Brief » The data below holds a line containing "column 1062, row 6" and a line containing "column 1201, row 255"; please quote exactly those two lines and every line between them, and nothing else.

Items listed in a dataset
· · · · · · ·

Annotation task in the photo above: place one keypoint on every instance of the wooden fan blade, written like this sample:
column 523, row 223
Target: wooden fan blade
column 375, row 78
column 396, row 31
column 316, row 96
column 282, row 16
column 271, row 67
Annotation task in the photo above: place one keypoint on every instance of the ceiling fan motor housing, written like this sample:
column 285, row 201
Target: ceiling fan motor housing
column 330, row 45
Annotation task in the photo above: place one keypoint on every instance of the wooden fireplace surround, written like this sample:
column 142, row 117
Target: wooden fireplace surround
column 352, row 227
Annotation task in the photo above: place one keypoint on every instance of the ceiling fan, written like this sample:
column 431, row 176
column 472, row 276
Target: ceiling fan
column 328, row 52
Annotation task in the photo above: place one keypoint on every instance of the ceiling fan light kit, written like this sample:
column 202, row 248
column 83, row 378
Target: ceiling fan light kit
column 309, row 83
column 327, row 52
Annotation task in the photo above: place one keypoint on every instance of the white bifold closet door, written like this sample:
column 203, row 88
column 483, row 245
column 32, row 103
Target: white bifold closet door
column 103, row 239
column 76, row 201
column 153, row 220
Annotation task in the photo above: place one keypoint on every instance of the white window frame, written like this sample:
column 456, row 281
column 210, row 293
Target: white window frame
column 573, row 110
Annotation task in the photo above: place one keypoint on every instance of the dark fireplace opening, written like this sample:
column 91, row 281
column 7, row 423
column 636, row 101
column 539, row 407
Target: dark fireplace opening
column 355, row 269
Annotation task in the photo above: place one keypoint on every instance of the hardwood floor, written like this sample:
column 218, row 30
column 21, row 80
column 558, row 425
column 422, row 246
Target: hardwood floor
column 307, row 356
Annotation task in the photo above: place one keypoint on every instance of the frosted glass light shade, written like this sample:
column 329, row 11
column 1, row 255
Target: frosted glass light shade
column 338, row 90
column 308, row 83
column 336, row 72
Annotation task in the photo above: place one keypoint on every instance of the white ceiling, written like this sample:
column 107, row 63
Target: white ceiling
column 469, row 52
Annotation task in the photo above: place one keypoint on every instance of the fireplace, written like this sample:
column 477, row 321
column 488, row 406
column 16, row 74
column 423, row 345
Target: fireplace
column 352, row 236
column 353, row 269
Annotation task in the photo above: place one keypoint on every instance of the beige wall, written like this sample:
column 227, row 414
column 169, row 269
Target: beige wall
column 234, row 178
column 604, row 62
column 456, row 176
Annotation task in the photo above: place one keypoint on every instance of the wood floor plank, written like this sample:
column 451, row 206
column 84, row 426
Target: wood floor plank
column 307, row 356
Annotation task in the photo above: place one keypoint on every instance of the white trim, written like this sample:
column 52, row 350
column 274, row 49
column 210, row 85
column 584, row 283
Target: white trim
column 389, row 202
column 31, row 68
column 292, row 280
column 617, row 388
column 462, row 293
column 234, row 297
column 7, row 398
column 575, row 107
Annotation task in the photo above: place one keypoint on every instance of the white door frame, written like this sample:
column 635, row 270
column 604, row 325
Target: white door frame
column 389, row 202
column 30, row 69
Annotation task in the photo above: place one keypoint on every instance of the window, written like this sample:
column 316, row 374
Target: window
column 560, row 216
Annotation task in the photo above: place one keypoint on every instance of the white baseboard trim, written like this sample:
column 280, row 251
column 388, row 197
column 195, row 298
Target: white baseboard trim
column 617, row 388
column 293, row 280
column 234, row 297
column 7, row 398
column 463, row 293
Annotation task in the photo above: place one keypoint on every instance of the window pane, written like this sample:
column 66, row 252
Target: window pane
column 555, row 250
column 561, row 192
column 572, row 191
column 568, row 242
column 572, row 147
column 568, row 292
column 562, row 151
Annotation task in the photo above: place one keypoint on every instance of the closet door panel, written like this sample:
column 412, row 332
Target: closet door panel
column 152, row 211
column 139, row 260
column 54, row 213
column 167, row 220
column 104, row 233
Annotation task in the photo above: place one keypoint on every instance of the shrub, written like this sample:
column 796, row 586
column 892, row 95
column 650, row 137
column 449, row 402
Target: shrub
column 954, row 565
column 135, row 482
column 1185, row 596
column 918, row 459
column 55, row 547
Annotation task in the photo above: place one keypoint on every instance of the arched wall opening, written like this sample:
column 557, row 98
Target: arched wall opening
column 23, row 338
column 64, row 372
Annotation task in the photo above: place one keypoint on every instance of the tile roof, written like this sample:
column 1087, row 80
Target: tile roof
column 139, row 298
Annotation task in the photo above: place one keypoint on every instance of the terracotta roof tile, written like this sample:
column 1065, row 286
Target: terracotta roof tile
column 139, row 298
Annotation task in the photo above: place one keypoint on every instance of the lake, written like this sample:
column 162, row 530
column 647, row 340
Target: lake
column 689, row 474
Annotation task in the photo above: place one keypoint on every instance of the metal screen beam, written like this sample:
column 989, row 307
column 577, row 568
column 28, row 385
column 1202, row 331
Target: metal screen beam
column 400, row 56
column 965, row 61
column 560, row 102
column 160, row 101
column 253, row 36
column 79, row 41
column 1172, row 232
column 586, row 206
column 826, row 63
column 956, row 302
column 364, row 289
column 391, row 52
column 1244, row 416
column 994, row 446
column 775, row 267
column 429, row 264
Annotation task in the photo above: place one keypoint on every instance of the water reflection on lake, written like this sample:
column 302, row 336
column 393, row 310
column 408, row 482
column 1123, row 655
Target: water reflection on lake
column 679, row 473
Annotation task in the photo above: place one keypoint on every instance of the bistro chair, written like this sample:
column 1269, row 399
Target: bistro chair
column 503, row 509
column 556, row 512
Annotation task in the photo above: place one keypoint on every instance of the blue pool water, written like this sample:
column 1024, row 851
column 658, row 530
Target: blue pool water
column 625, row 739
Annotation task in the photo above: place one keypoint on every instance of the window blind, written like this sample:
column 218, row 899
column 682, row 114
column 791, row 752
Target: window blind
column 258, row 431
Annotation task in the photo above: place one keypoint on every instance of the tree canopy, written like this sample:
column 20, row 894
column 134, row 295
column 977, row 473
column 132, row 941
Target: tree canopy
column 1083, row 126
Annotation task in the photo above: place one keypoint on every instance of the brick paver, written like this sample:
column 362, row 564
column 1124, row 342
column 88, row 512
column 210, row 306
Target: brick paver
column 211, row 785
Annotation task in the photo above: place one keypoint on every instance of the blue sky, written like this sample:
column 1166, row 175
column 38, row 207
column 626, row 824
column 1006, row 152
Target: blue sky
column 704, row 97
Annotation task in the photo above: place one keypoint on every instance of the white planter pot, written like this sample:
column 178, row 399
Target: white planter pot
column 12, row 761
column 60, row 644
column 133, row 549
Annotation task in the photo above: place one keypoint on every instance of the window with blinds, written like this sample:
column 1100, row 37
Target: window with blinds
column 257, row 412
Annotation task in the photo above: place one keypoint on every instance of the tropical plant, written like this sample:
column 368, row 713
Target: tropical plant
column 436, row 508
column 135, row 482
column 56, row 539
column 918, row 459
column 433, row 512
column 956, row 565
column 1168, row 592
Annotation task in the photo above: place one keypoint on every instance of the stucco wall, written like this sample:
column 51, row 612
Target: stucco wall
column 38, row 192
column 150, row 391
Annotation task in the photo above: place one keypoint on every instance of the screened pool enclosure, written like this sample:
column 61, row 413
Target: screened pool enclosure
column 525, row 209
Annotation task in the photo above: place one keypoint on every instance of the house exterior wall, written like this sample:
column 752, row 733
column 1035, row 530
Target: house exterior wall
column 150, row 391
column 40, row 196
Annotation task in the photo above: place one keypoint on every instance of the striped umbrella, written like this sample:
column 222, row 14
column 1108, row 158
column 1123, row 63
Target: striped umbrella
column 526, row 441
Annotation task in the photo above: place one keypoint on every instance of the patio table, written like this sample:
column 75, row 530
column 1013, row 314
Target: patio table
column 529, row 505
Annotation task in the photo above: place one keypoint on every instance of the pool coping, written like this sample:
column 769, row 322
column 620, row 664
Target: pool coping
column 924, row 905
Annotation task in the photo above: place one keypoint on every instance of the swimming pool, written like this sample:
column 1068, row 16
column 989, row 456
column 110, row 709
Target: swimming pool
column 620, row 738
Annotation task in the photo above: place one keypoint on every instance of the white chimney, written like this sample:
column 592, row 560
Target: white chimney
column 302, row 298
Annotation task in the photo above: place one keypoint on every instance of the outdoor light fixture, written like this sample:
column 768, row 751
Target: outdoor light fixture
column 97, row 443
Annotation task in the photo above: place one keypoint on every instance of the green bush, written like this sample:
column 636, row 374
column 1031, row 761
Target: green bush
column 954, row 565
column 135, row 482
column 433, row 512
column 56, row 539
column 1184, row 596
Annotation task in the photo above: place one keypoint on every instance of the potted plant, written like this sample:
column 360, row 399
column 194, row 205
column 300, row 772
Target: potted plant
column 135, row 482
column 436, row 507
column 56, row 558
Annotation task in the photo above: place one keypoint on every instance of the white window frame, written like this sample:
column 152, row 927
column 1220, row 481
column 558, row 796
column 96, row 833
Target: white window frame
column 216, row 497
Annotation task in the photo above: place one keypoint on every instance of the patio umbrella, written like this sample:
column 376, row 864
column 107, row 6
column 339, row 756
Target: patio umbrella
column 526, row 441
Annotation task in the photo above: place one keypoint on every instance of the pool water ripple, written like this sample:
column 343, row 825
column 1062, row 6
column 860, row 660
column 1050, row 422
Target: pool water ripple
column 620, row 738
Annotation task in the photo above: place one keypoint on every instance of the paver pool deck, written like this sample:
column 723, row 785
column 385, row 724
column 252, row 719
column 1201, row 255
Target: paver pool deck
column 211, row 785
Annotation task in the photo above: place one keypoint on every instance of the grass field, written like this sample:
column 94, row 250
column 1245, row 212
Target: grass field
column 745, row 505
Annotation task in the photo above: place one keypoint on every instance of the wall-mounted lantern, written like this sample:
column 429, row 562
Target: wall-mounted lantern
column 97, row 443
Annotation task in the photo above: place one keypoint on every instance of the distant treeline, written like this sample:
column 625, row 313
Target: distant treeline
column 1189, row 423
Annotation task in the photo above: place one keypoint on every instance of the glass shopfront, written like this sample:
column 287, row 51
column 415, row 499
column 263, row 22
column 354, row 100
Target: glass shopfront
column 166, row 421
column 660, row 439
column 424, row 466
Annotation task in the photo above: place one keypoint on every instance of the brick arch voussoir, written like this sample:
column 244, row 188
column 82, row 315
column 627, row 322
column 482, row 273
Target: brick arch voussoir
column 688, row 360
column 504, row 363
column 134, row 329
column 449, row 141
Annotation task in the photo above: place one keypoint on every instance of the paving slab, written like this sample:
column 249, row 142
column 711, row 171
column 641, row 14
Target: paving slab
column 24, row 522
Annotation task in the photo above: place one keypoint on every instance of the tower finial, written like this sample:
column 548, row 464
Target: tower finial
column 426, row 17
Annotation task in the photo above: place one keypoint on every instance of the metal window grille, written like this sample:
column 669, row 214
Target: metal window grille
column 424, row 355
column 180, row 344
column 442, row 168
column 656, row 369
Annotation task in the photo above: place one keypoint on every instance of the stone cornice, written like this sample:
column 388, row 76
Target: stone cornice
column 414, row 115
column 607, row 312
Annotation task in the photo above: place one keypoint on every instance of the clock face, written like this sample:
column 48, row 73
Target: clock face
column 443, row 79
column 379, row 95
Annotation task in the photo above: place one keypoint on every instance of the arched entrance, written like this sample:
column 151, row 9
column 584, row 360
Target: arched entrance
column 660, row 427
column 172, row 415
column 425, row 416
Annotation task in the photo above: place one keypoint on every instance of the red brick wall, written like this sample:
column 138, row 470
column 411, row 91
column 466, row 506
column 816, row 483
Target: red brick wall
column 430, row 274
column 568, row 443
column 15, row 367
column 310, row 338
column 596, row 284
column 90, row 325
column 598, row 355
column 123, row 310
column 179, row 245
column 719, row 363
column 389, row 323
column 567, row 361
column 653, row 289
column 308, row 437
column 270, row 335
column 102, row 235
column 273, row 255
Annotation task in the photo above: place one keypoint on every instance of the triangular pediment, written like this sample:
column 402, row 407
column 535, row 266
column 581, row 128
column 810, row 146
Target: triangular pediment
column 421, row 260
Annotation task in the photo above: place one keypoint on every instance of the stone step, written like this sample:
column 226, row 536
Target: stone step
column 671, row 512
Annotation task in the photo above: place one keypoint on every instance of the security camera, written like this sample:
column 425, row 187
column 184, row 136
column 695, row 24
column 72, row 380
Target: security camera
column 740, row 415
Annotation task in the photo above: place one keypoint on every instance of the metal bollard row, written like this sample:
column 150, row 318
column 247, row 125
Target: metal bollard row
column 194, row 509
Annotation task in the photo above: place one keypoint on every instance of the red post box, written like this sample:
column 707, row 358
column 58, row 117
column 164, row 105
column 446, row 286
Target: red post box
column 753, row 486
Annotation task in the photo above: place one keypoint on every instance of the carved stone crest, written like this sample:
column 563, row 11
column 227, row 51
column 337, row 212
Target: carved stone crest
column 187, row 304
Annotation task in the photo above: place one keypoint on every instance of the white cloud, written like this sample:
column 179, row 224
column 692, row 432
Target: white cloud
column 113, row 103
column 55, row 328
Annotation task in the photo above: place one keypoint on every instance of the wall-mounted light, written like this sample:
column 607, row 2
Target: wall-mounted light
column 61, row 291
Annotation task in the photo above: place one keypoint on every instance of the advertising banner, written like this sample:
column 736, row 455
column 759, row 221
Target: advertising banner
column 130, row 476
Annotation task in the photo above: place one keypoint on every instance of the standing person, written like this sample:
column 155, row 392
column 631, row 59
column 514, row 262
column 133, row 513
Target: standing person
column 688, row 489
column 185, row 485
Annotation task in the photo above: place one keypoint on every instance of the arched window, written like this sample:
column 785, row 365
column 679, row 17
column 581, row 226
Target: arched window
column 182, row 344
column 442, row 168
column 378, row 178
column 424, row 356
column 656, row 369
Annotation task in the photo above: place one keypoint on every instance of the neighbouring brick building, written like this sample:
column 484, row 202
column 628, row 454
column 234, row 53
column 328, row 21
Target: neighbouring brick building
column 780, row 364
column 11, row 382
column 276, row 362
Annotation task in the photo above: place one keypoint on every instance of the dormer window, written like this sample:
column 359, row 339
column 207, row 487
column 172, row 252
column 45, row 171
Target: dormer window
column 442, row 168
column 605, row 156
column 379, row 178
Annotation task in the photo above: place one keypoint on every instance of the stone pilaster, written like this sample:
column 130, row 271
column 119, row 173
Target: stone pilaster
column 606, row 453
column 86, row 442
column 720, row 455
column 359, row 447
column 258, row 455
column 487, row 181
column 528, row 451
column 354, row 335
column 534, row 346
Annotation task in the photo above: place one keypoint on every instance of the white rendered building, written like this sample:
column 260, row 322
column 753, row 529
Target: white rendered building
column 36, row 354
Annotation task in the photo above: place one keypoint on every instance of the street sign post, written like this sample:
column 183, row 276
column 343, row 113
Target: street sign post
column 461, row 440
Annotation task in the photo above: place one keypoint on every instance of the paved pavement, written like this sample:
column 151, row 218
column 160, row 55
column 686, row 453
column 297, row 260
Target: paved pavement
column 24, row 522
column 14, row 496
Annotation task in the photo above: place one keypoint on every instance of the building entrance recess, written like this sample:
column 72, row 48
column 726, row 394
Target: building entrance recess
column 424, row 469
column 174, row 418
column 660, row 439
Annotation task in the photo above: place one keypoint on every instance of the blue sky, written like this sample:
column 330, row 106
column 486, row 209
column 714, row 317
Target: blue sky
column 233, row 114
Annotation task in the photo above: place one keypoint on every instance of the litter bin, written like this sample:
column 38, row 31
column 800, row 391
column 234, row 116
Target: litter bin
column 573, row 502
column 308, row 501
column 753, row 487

· · · · · · ·

Task answer »
column 1062, row 6
column 860, row 660
column 1050, row 422
Target: pool water ripple
column 620, row 738
Annotation task in the photo above: place one keypoint on every instance of the paver pool deck, written like this sample:
column 723, row 785
column 385, row 724
column 252, row 719
column 1201, row 255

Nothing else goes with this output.